[Start of STORED ROWS]

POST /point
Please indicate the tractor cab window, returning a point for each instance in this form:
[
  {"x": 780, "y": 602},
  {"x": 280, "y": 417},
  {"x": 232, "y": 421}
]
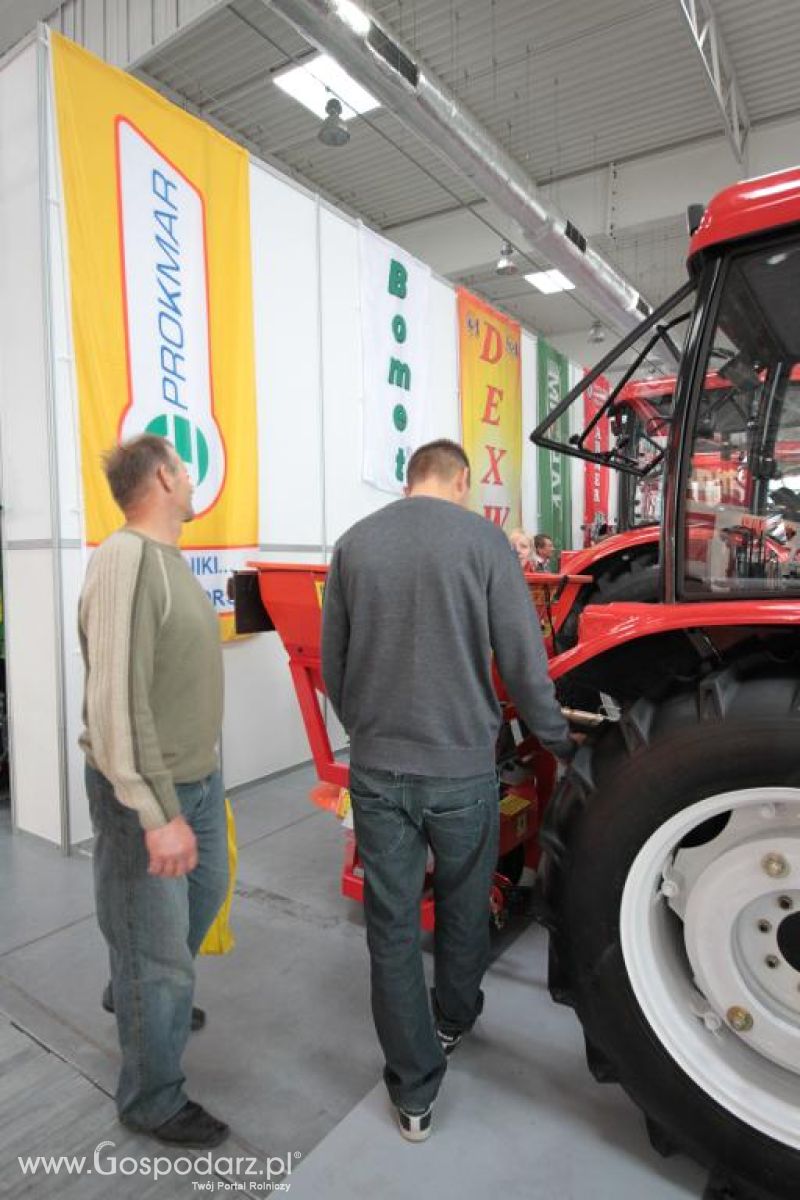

[End of STORED ROWS]

■ **THE PROBLEM**
Copy the rows above word for word, leaving out the pictures.

■ **RESULT OF THIS EXERCISE**
POST /point
Please indicate the tractor cab window, returning a point for each instance in this form:
[
  {"x": 780, "y": 602},
  {"x": 280, "y": 417},
  {"x": 232, "y": 421}
]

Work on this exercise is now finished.